Reproduce the material below with every "one pin per instance" changed to "one point per instance", leaving all other text as it is.

Records pointing to named objects:
------------------------------------------------------------------------
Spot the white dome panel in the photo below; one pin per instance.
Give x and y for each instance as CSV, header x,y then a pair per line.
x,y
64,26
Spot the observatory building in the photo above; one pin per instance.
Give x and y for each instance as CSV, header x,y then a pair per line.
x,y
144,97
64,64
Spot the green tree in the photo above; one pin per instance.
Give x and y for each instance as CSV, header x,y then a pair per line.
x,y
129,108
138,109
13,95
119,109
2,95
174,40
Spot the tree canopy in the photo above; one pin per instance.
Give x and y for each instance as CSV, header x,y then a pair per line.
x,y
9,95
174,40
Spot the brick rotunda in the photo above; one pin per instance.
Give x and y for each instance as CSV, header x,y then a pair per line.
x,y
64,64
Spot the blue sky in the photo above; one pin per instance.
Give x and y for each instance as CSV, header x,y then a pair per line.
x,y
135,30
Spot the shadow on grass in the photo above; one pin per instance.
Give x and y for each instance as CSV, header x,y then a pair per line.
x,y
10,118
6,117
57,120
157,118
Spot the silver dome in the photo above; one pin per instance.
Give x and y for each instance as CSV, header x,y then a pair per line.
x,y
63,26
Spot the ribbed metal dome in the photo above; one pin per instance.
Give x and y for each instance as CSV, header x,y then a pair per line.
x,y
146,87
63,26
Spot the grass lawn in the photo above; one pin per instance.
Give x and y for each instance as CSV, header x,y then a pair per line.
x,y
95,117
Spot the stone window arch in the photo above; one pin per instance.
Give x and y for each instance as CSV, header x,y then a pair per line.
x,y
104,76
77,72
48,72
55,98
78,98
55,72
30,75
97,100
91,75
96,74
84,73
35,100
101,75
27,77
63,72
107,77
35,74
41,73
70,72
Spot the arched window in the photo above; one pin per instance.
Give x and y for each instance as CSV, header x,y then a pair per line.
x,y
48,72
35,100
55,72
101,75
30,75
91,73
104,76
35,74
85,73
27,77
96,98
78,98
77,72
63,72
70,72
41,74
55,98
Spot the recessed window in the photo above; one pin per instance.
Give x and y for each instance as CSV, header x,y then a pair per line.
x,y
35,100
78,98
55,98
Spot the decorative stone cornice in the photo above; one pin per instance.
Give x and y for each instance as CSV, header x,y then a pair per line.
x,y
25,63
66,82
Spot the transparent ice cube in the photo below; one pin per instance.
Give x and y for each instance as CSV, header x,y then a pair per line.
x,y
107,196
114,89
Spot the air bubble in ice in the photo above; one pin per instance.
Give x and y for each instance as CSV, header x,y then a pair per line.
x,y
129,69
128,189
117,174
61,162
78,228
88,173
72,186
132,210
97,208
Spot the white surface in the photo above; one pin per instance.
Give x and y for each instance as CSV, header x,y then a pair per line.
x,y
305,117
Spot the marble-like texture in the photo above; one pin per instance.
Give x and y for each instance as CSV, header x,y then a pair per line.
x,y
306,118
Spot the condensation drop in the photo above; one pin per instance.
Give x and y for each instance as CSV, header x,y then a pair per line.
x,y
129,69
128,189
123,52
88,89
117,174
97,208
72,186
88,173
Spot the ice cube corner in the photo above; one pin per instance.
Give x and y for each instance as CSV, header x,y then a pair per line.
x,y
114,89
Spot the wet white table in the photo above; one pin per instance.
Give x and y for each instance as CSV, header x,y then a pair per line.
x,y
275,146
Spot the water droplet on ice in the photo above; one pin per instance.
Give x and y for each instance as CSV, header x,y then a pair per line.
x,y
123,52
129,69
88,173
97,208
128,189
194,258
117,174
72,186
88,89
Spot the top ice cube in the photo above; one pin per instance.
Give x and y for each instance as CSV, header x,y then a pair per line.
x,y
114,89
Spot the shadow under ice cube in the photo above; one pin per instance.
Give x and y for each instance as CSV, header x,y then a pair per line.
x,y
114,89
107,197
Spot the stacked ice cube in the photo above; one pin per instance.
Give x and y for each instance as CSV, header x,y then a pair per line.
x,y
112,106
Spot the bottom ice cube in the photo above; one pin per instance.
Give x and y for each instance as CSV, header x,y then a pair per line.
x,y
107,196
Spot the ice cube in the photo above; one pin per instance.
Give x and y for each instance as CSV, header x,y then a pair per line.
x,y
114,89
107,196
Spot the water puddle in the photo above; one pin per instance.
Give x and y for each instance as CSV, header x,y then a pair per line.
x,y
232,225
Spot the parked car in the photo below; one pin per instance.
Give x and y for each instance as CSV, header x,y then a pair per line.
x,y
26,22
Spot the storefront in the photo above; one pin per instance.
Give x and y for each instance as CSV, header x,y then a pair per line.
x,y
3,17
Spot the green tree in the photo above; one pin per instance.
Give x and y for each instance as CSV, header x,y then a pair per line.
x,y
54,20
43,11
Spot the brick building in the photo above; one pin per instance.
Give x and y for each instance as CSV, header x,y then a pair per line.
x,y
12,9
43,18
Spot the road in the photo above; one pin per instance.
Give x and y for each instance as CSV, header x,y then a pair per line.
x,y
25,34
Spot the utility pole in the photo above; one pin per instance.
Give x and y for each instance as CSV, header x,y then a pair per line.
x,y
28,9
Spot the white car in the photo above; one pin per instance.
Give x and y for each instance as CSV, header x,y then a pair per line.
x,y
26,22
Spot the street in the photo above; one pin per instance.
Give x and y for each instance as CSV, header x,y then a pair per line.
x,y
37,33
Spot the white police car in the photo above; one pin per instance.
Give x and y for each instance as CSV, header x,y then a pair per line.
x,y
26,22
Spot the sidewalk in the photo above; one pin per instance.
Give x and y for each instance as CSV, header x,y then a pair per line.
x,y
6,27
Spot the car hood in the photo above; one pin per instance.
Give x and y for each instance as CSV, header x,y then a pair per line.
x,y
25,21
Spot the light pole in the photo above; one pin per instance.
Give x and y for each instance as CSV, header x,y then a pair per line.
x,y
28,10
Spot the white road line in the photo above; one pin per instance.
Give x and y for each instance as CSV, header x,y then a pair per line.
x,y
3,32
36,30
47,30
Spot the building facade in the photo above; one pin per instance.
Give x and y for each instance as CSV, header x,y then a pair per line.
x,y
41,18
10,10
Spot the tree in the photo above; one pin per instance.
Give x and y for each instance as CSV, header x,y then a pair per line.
------------------------------------------------------------------------
SOLVED PROBLEM
Spot the white dome panel in the photo below; one point per instance.
Give x and y for each instance as CSV, header x,y then a pair per line.
x,y
64,26
Spot the observatory building in the photo above; one point per instance.
Give x and y for each instance as CSV, header x,y then a pair per line.
x,y
144,97
64,64
Spot the green tree in the photo above; one point per instance.
Give x and y for each instance as CSV, header x,y then a pair per line.
x,y
129,108
138,109
13,95
119,109
2,95
174,40
Spot the tree canopy in the photo above; one point per instance.
Give x and y for each instance as CSV, header x,y then a pair per line.
x,y
9,95
174,40
Spot the brick rotunda in the photo above; one point per instance.
Give x and y for each instance as CSV, header x,y then a pair per line.
x,y
64,64
Spot the blue sky in the photo above; one point per instance.
Give x and y for each instance as CSV, header x,y then a pair per line.
x,y
135,30
Spot the shadow on grass in the photo above; one point per instance.
Give x and y for each instance as CSV, header x,y then a pair per line.
x,y
10,118
6,117
57,120
157,118
Spot the silver dome in the photo above; one point per instance.
Give x and y for each instance as CSV, header x,y then a pair per line.
x,y
63,26
Spot the ribbed metal dome in the photo above; one point per instance.
Give x and y for each instance as CSV, header x,y then a pair per line.
x,y
146,87
63,26
Spot the grass lawn in the photo above; one point per instance.
Give x and y for each instance as CSV, header x,y then a pair per line.
x,y
95,117
Spot the stone window arch in the photo above; one point per instance.
Give x and y for each instance as CSV, header x,y then a pair per line.
x,y
104,76
77,72
48,72
55,98
78,98
55,72
30,75
97,100
91,75
96,74
84,73
35,100
101,75
27,77
63,72
107,77
35,74
41,73
70,72
Spot the arched window in the photo above; one point per instance.
Give x and y for each instance as CSV, header x,y then a pair per line.
x,y
48,72
35,100
55,72
101,75
30,75
91,73
104,76
35,74
85,73
27,77
96,98
78,98
77,72
63,72
70,72
41,74
55,98
Spot the recessed window in the photo above; one point per instance.
Give x and y for each instance as CSV, header x,y then a pair per line.
x,y
35,100
78,98
55,98
Spot the decorative stone cornice in the photo above; one point per instance.
Give x and y for each instance as CSV, header x,y then a pair per line.
x,y
25,63
66,82
Spot the transparent ice cube in the photo below; one point per instance.
Give x and y for each instance as CSV, header x,y then a pair per line.
x,y
107,196
114,89
Spot the air bubble in ice in the photo above; one point per instance.
Give x and y for each instance as CSV, header x,y then a pair per line.
x,y
129,69
128,189
117,174
61,162
78,228
88,173
72,186
132,210
97,208
Spot the white surface in the photo above; one point per instance.
Give x and y for each instance as CSV, header x,y then a pair per line.
x,y
305,117
Spot the marble-like texture in the photo above; one point per instance.
Give x and y for each instance as CSV, header x,y then a pair per line.
x,y
306,118
Spot the condensation drop in the photo above; one point per instance.
Give x and y for each instance as CSV, header x,y then a pair per line.
x,y
129,69
128,189
123,52
88,89
117,174
97,208
72,186
88,173
Spot the ice cube corner in the photo above; one point per instance.
Give x and y for each instance as CSV, header x,y then a pair per line.
x,y
114,89
Spot the wet white table in the photo above; one point per instance.
Give x and y for each instance as CSV, header x,y then a pair per line.
x,y
275,146
Spot the water droplet on ice in the photo above; one point per instance.
Give x and y for each instance as CSV, header x,y then a pair per line.
x,y
123,52
129,69
88,173
97,208
128,189
194,258
117,174
72,186
88,89
Spot the top ice cube in the photo above; one point per instance.
Give x and y for each instance as CSV, header x,y then a pair per line.
x,y
114,89
Spot the shadow under ice cube in the photo above; one point per instance.
Give x and y for each instance as CSV, header x,y then a pair per line.
x,y
114,89
107,197
Spot the stacked ice cube in the photo above; one point per instance.
Give x and y for each instance as CSV, header x,y then a pair per line.
x,y
112,106
Spot the bottom ice cube in the photo above; one point per instance.
Give x and y for each instance as CSV, header x,y then a pair per line.
x,y
107,196
Spot the ice cube in the photo above; one point per instance.
Give x and y for each instance as CSV, header x,y then a pair per line.
x,y
114,89
107,196
Spot the water puddle in the photo above; one point per instance.
Give x and y for each instance as CSV, header x,y then a pair per line.
x,y
232,225
Spot the parked car in the photo below; one point per instance.
Give x and y for each instance as CSV, header x,y then a pair per line.
x,y
26,22
Spot the storefront in the photo above; one point per instance.
Give x and y for each instance as CSV, header x,y then a pair per line.
x,y
3,17
Spot the green tree in the photo above; one point per instance.
Give x and y for each instance as CSV, header x,y then a pair per line.
x,y
54,20
43,11
Spot the brick building in the photo above; one point per instance.
Give x and y for each instance as CSV, header x,y then a pair per line.
x,y
12,9
43,18
Spot the road in the photo above; one point per instance.
Give x and y for each instance as CSV, header x,y then a pair per line.
x,y
25,34
Spot the utility pole in the photo above; one point per instance.
Give x and y for each instance as CSV, header x,y then a pair per line.
x,y
28,9
Spot the white car in the photo above; one point per instance.
Give x and y for each instance as CSV, header x,y then a pair per line.
x,y
26,22
Spot the street in the photo above; one point per instance.
Give x and y for each instance as CSV, header x,y then a pair per line.
x,y
37,33
Spot the white police car in the photo above; one point per instance.
Give x and y for each instance as CSV, header x,y then a pair per line.
x,y
26,22
Spot the sidewalk in the photo above; one point per instance.
Give x and y for each instance as CSV, header x,y then a pair per line.
x,y
6,27
Spot the car hood in the photo above; one point per instance.
Give x and y for each instance as CSV, header x,y then a pair per line.
x,y
25,21
Spot the light pole in the photo above; one point per instance.
Give x and y for each instance as CSV, header x,y then a pair per line.
x,y
28,10
Spot the white road line in the photo above; one point per instance.
Give x and y for each instance as CSV, header x,y then a pair per line.
x,y
3,32
36,30
47,30
Spot the building facade in the photo above; one point per instance.
Give x and y for each instance as CSV, header x,y then a pair per line.
x,y
41,18
10,10
Spot the tree in the photo above; one point per instance.
Give x and y for each instance as CSV, header x,y then a pair per line.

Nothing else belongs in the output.